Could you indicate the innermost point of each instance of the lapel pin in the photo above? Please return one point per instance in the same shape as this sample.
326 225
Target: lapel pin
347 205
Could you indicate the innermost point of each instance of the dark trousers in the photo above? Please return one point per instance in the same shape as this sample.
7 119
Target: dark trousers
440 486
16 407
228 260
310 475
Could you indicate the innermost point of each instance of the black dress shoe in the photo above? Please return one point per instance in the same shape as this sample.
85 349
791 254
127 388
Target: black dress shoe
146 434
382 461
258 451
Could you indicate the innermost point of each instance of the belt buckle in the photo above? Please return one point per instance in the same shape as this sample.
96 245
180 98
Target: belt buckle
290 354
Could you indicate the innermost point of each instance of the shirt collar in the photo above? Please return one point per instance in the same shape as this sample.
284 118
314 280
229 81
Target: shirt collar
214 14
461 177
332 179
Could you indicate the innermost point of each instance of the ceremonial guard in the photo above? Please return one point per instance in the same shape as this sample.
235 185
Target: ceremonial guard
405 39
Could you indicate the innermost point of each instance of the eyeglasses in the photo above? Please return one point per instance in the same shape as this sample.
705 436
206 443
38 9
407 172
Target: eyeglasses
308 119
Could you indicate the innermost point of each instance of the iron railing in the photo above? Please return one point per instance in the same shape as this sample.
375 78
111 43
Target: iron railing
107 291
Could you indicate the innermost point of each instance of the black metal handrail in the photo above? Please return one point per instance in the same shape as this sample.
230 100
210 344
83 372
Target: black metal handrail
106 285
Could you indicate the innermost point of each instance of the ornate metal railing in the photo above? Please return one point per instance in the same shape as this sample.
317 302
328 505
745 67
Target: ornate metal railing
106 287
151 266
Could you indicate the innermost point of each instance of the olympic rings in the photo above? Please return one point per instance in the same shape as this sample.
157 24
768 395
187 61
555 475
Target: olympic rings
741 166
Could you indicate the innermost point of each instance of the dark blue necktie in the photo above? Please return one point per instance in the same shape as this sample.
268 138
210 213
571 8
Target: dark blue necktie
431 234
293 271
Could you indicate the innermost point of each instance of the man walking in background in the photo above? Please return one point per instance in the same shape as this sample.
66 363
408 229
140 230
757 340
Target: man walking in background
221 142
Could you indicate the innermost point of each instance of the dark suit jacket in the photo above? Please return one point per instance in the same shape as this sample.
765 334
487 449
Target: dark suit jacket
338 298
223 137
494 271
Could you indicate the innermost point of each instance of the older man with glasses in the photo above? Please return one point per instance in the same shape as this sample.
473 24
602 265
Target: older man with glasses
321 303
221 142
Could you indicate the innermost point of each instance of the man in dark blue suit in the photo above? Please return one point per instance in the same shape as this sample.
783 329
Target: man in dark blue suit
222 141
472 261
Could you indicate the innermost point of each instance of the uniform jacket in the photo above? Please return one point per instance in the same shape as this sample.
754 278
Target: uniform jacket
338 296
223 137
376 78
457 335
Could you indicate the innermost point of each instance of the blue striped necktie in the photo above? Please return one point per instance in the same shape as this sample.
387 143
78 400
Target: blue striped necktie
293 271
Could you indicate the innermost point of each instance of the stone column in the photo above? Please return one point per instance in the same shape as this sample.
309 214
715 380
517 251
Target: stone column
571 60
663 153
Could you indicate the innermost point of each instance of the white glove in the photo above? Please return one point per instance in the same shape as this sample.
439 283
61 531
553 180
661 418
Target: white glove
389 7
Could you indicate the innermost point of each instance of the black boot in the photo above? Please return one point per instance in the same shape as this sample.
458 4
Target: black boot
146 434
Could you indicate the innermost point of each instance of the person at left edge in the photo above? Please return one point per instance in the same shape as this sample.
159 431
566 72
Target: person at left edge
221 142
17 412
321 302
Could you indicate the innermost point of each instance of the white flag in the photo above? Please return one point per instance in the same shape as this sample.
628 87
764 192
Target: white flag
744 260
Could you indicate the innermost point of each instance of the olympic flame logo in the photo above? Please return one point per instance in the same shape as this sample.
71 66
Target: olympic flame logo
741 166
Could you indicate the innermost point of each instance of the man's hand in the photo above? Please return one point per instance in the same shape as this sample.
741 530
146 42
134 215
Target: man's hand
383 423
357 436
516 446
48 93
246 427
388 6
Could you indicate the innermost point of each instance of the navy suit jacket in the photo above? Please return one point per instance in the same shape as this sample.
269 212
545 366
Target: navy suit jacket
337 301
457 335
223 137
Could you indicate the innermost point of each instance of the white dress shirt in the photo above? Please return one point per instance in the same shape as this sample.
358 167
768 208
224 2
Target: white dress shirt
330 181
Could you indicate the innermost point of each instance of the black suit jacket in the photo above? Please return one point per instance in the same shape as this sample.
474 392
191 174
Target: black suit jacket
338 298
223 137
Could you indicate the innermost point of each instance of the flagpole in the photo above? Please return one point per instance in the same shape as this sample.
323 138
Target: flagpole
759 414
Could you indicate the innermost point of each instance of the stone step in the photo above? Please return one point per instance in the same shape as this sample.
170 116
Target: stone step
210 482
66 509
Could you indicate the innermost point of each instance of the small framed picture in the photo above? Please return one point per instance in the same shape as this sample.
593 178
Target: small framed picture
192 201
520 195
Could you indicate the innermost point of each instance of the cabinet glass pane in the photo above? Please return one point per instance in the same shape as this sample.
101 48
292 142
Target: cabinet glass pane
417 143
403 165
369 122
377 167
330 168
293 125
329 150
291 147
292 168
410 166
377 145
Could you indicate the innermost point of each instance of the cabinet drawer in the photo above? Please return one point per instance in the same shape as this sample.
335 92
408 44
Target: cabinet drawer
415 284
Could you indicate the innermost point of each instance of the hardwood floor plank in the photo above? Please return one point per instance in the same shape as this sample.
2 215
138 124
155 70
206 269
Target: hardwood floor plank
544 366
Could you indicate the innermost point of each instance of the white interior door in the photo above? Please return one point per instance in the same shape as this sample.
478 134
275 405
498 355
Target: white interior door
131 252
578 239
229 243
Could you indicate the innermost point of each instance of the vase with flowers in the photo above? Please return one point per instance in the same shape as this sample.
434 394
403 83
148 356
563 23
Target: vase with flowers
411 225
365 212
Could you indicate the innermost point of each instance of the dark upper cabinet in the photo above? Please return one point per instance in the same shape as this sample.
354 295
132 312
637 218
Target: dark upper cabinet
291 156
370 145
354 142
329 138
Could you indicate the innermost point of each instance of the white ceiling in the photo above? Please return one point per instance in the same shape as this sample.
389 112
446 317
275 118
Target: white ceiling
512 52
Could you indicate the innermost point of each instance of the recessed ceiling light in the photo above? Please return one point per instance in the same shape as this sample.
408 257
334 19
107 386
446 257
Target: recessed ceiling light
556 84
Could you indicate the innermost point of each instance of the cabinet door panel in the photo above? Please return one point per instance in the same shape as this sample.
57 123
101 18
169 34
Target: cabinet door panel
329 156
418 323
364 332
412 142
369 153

**Çalışma Talimatları**
Yukarıdaki satırların tamamını hiçbir şeyi değiştirmeden aynen aktarın.

**Görev Yanıtı**
Could you indicate the innermost point of each instance of the lapel pin in the photo above? Please return one point per instance in the same shape as this sample.
326 225
Target: lapel pin
347 205
Could you indicate the innermost point of each instance of the dark trousers in the photo above? Please return one point per instance in the same shape as this sample.
7 119
Target: dark trousers
440 486
16 407
228 260
310 475
Could you indicate the innermost point of each instance of the black dress shoe in the photo above? Please return one point per instance in the same shape as this sample.
85 349
791 254
127 388
Target: black dress shoe
146 434
382 461
258 451
Could you indicate the innermost point of each instance of the belt buckle in the photo above? Please return one point per instance in the same shape as this sample.
96 245
180 98
Target: belt buckle
290 354
Could you indicate the innermost point of each instance of the shirt collar in the photo above? Please return one point per instance in the same shape as this sample.
284 118
314 280
229 81
Target: shirt collar
214 14
461 177
332 179
Could you indicate the innermost point of each instance of the ceremonial guard in the photo above? Please return one point per instance in the same shape as this sample.
235 185
Target: ceremonial guard
405 39
Could you indicate the innermost point of each instance of the eyeglasses in the photo above? Please return one point per instance in the same shape as this sample.
705 436
206 443
38 9
407 172
Target: eyeglasses
308 119
Could you indicate the innermost point of each instance of the iron railing in the photo above? Please return one point per instance in the same shape as this sample.
375 78
111 43
Target: iron railing
107 291
Could you indicate the innermost point of each instance of the black metal handrail in the photo above? Please return one point per instance in the same shape as this sample.
230 100
210 344
83 372
Target: black metal handrail
106 285
Could you indicate the innermost point of each instance of the ornate metal railing in the photo above? Please return one point per instance in the same shape as this sample.
317 302
328 505
745 67
Target: ornate metal railing
106 287
151 266
Could you indicate the innermost point of each instance of the olympic rings in the photo above? Please return one point per instance in the same shape as this sample.
157 24
768 395
187 61
555 475
Target: olympic rings
741 166
Could you indicate the innermost point of each instance of the dark blue necktie in the photo above? Please return one point per instance in the same shape as this sample.
268 138
210 213
571 8
Target: dark blue necktie
431 234
293 271
Could you indicate the innermost point of each instance of the man walking in background in the photo above? Please return one point per instance in the same shape as this sample.
66 363
408 229
140 230
757 340
Target: man walking in background
221 142
Could you indicate the innermost point of each instance of the dark suit jacket in the photo above? Please return one point per instance in the same shape as this sample.
765 334
487 449
Target: dark suit jacket
338 298
223 137
494 271
Could you indicate the innermost point of each instance of the older man with glasses in the photo above? Please return one point per instance in the same shape as this sample.
473 24
602 265
Target: older man with glasses
321 303
221 142
Could you indicate the innermost point of each instance of the man in dark blue suit in the photo above? Please return one point per instance in the same shape as this sample.
783 329
Target: man in dark blue suit
222 141
472 261
Could you indicate the innermost point of each instance of the uniform jacket in the photo above? Please return one point per instance in the same shape as this sample.
754 278
Target: uniform jacket
338 296
223 137
376 78
457 335
Could you indicate the innermost point of each instance of the blue striped necktie in the photo above? Please return one point per instance in the same shape as this sample.
387 143
78 400
Target: blue striped necktie
293 271
Could you indicate the innermost point of each instance of the stone column in the photo above? Please return one point per instance in the same shape as this sample.
309 214
715 380
517 251
Target: stone column
571 60
663 153
Could you indicate the innermost point of each instance of the white glove in the photo above? Please return one point per instance in the same shape as this sample.
439 283
61 531
553 180
661 418
Target: white glove
389 7
Could you indicate the innermost point of each instance of the black boot in the photo above? Please return one point per instance in the same shape as this sample.
458 4
Target: black boot
146 434
Could you indicate the innermost point of each instance of the person at left edge in the photo above? Please return one point per instance in the same shape as this sample.
159 431
566 72
Target: person at left edge
221 142
17 412
321 302
Could you indicate the innermost point of each instance of the white flag in the photo above? Please return one point per instance in the same shape as this sample.
628 87
764 192
Target: white flag
744 260
Could you indicate the innermost point of each instance of the olympic flame logo in the photo above? Please return one point per instance in the same shape as this sample.
71 66
Target: olympic flame logo
741 166
Could you indicate the innermost point of each instance of the man's hand in the photo above? Please return one point per instance in the same shape as this sample.
741 530
146 42
134 215
Target: man's hand
383 423
357 436
516 446
48 93
246 427
388 6
Could you indicate the innermost point of each instance of the navy suit jacket in the photo above? Please return one point per instance in the same shape as this sample.
269 212
545 366
Target: navy suit jacket
337 301
457 335
223 137
Could you indicate the innermost point of each instance of the white dress shirt in the photo above? Please return one point per instance in the same shape as this sample.
358 167
768 208
224 2
Target: white dress shirt
330 181
Could you indicate the innermost point of each instance of the black suit jacket in the photo above? Please return one point per instance in the same shape as this sample.
474 392
191 174
Target: black suit jacket
338 298
223 137
Could you indicate the innermost point of each instance of the flagpole in the photo above? Please return one point per instance in the same shape as this sample.
323 138
Target: flagpole
759 414
Could you indicate the innermost point of each instance of the stone step in the photo above? Please return one point per instance in the same shape as this sample.
170 116
Target: stone step
210 482
66 509
Could you indicate the innermost point of each instance of the small framed picture in the photo above? Please return one point per instance in the same shape as this sample.
593 178
Target: small framed picture
192 201
520 195
Could you indicate the innermost point of each instance of the cabinet glass pane in the photo above? Please return one point per instance in the same shape as this sample.
101 48
292 142
Target: cabinet glass pane
417 143
403 165
369 122
377 167
330 168
293 125
329 150
291 147
292 168
410 166
377 145
Could you indicate the innermost point of each instance of the cabinet drawer in the photo above? Please return one point per instance in the same shape as this sample.
335 92
408 44
Target: cabinet drawer
415 284
Could you indicate the innermost point of each instance of the hardwood floor plank in the photo above? Please return one point per instance in the same shape as this sample.
2 215
138 124
155 70
206 269
Target: hardwood floor plank
544 366
Could you indicate the innermost point of each instance of the white interior door in the photo above? Please return one point per instance in the same shape as this sample.
478 134
275 405
498 355
Target: white interior door
131 252
578 239
229 243
Could you indicate the innermost point of each instance of the vase with flowers in the photo above? Please return one point per instance in the same shape as this sample.
434 394
403 83
148 356
563 23
Target: vase with flowers
411 225
365 212
Could you indicate the innermost point of each instance of the dark upper cabinet in the photo above? Please return one point per instance in the same shape as this sample.
354 295
132 312
637 218
Target: dark upper cabinet
291 156
370 145
354 142
329 138
Could you indicate the innermost point of each instance of the white ceiling in the photo above? Please return one point per instance in the same shape as this sample.
389 112
446 317
275 118
Target: white ceiling
512 52
Could you indicate the innermost point of each instance of the recessed ceiling light in the photo above? Please return one point per instance in the same shape as this sample.
408 257
334 19
107 386
446 257
Target: recessed ceiling light
556 84
Could you indicate the innermost point of each instance of the cabinet door panel in the photo above? Please return one point per instance in the same shape as this sample.
57 123
101 18
169 34
Target: cabinet door panel
329 156
418 323
364 332
412 142
369 153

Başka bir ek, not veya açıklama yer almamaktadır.